### Extract to read ###

# Running with bottles



## Larryh86GT (Aug 17, 2010)

On my run this morning I started looking at peoples recycling baskets that are out at the curb and I spotted a nice Carlo Rossi 4 liter bottle in a basket. I grabbed it by its handle and ran the remaining 1 1/2 miles home with it. Washed it and removed the label. It will make a nice little secondary for me. I gotta keep an eye on the recycling baskets in the neighborhood now.

Larry


----------



## countrygirl (Aug 17, 2010)

good find larry...winemakers are good recyclers


----------



## djrockinsteve (Aug 17, 2010)

Around here they would write you a ticket for that. If someone throws it out it's up for grabs in my book. Thing is now the city is making money on the recycling.


----------



## Tom (Aug 17, 2010)

Yea be careful.
Best to put the word out to all you know to save bottles for you.


----------



## NSwiner (Aug 18, 2010)

lol people were probably thinking he's running pretty straight for having drank the whole bottle . Now around here we pay a deposit when we buy any type of drink except milk , so to get your money back you have to return them . So yuo don't see peoples bottles just sitting on the side of the street . But you can go to the recycle place and buy them from them .


----------



## Larryh86GT (Aug 18, 2010)

djrockinsteve said:


> Around here they would write you a ticket for that. If someone throws it out it's up for grabs in my book. Thing is now the city is making money on the recycling.



Political corruption, rampant crime, illegal guns, gang wars, murders, etc and the police are staking out our recycling bins. Well, I guess we have to have priorities, eh?


----------



## Larryh86GT (Aug 18, 2010)

Tom said:


> Yea be careful.
> Best to put the word out to all you know to save bottles for you.

### Given records ###

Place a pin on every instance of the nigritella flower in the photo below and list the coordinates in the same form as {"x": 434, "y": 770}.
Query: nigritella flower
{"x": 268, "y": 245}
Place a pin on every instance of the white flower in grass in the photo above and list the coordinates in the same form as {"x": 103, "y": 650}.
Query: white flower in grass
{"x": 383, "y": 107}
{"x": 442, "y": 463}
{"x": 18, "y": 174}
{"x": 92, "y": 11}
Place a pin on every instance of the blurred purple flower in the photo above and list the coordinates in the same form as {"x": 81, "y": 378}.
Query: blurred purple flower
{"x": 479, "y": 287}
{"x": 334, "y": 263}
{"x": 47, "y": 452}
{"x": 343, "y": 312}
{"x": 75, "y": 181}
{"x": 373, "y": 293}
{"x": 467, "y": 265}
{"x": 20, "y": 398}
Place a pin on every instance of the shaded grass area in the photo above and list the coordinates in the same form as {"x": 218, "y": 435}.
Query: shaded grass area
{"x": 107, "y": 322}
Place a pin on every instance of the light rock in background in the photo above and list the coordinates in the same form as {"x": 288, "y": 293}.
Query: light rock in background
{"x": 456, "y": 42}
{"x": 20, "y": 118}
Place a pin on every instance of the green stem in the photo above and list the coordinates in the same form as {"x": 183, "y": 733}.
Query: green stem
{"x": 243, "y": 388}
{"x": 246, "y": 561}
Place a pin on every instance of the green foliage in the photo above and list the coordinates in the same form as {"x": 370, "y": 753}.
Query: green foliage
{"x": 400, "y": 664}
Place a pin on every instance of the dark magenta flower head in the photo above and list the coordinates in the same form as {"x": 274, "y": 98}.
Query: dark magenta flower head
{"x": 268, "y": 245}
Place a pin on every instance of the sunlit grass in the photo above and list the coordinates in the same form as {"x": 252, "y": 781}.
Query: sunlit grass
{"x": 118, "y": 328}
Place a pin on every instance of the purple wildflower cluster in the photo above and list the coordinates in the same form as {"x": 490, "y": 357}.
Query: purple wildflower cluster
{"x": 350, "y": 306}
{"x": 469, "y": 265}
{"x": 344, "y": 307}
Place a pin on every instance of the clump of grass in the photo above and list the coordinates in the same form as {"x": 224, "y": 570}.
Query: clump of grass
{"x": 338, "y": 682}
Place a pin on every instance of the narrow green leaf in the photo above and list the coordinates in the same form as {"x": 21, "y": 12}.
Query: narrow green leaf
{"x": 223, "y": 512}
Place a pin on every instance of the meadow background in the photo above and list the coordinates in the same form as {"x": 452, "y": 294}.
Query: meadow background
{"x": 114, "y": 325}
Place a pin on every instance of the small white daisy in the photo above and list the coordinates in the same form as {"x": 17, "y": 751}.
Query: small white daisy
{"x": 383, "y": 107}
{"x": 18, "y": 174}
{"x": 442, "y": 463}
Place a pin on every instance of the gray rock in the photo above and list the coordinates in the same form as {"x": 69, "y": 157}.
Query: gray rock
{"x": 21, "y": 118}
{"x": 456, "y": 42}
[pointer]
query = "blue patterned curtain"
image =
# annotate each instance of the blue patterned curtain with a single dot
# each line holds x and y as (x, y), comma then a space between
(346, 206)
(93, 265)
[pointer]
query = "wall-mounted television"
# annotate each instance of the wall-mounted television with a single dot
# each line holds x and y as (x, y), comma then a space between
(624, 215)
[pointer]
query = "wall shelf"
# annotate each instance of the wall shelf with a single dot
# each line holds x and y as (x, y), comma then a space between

###

| Problem set |
1) In the forum thread, reproduce word for word the part that opens with the words containing "## Larryh86GT (Aug 17, 2010)" and closes with "the neighborhood now.".
2) Translate this sentence from the forum thread into Spanish: "I grabbed it by its handle and ran the remaining 1 1/2 miles home with it."
3) Answer these questions about the forum thread:
(a) What brand and size was the bottle Larryh86GT found?
(b) Which type of drink does NSwiner say carries no deposit where they live?
(c) What does Tom say is best to do?
Answer using only the forum thread, without the records.

| The results |
1)
## Larryh86GT (Aug 17, 2010)

On my run this morning I started looking at peoples recycling baskets that are out at the curb and I spotted a nice Carlo Rossi 4 liter bottle in a basket. I grabbed it by its handle and ran the remaining 1 1/2 miles home with it. Washed it and removed the label. It will make a nice little secondary for me. I gotta keep an eye on the recycling baskets in the neighborhood now.

2) Lo agarré por el asa y corrí con él hasta casa las 1 1/2 millas que me quedaban.

3)
(a) A Carlo Rossi 4 liter bottle.
(b) Milk.
(c) Put the word out to everyone you know to save bottles for you.